» **TASK STATEMENT**: Locate every line in the entries containing the word "bark" and copy each of those lines.

» **LISTED ENTRIES**:

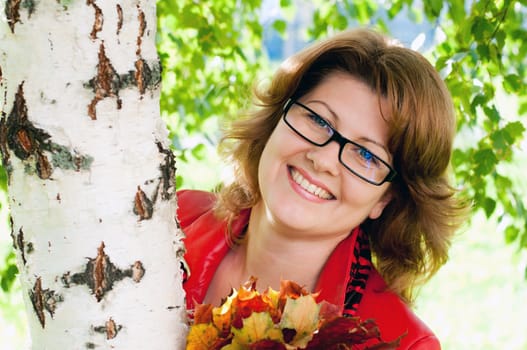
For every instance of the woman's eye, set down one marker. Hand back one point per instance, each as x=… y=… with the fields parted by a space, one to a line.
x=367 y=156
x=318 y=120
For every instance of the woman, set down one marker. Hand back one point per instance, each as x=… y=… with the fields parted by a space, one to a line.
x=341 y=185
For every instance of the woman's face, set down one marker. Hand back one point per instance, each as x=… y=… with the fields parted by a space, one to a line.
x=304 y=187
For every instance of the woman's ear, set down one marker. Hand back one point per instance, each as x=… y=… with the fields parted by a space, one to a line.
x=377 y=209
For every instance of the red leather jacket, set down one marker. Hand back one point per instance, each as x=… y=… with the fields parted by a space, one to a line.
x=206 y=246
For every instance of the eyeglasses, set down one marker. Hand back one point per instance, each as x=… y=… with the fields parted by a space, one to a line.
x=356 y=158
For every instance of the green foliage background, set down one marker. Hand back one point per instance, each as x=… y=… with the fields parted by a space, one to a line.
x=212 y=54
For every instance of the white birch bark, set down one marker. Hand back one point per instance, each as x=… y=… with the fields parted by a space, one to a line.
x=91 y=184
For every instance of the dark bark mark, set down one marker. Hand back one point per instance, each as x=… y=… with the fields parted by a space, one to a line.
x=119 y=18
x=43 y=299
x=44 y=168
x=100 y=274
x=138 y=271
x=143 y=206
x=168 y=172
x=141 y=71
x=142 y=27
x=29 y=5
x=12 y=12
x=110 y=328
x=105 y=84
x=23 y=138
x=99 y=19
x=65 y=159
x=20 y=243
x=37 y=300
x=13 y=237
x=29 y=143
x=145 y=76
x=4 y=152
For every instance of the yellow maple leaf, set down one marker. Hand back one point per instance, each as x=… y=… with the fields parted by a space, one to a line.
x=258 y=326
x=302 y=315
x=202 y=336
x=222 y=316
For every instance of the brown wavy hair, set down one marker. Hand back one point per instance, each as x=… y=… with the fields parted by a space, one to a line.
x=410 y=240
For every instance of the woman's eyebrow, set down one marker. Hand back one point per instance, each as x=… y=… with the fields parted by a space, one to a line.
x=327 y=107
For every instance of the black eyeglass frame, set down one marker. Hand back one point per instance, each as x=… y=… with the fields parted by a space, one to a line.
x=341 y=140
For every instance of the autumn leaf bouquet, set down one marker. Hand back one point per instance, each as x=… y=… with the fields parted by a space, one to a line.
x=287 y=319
---
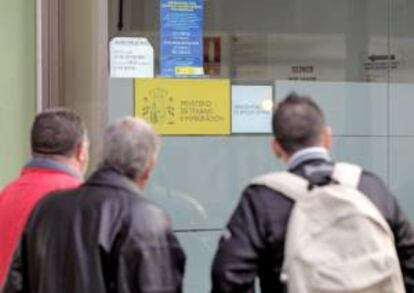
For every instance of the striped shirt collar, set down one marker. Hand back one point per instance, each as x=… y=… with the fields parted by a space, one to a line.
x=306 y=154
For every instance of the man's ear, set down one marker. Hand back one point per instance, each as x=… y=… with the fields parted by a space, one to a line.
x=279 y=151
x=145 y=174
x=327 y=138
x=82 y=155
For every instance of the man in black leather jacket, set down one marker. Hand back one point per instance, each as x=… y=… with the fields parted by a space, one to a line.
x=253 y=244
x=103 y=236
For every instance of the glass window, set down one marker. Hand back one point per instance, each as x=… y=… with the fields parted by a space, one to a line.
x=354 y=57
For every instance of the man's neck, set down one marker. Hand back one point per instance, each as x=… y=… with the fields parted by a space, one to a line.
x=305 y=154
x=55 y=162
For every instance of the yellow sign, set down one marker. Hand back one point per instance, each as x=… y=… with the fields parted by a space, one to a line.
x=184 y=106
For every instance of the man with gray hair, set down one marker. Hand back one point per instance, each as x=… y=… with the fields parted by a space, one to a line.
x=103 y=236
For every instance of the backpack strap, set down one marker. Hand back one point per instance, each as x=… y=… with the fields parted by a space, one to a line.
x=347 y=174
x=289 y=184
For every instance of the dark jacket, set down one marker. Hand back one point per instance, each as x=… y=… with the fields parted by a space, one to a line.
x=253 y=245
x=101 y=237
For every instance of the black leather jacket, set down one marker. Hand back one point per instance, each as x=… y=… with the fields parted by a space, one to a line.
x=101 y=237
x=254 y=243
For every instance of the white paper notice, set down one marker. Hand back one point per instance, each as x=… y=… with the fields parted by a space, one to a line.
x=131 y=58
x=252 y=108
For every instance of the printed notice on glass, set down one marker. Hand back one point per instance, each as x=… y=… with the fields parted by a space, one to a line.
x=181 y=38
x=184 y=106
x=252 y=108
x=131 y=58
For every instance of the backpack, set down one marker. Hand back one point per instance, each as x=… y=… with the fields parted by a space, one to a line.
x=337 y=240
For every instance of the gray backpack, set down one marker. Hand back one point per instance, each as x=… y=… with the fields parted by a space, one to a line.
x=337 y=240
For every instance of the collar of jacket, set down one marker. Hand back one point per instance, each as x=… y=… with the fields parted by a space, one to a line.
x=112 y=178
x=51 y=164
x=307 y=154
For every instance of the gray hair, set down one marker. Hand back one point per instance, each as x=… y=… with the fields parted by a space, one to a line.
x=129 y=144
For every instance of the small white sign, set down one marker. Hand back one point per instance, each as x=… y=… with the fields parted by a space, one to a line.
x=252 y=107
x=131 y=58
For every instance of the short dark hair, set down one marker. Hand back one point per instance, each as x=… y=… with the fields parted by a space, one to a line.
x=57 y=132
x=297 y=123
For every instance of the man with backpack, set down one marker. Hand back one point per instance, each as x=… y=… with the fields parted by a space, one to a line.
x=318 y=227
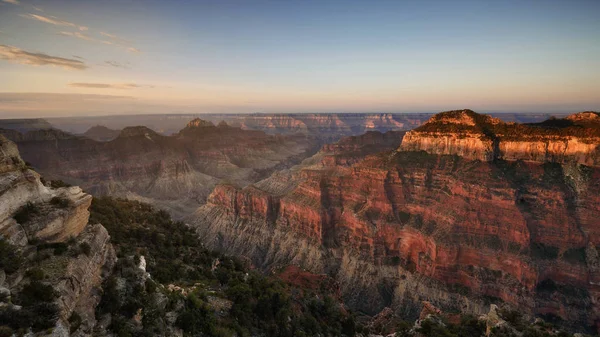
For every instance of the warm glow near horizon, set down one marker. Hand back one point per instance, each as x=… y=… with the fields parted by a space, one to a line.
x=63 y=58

» **RESPONSE TO THIS EXERCISE**:
For every instance of the white birch bark, set down one marker. Hand back one point per instance, each as x=… y=… with the fields parted by a space, one to a line.
For every instance of the dark bark mark, set down one marker. Hand back one point per instance, each as x=… y=… with the fields parted by a space, one to a line.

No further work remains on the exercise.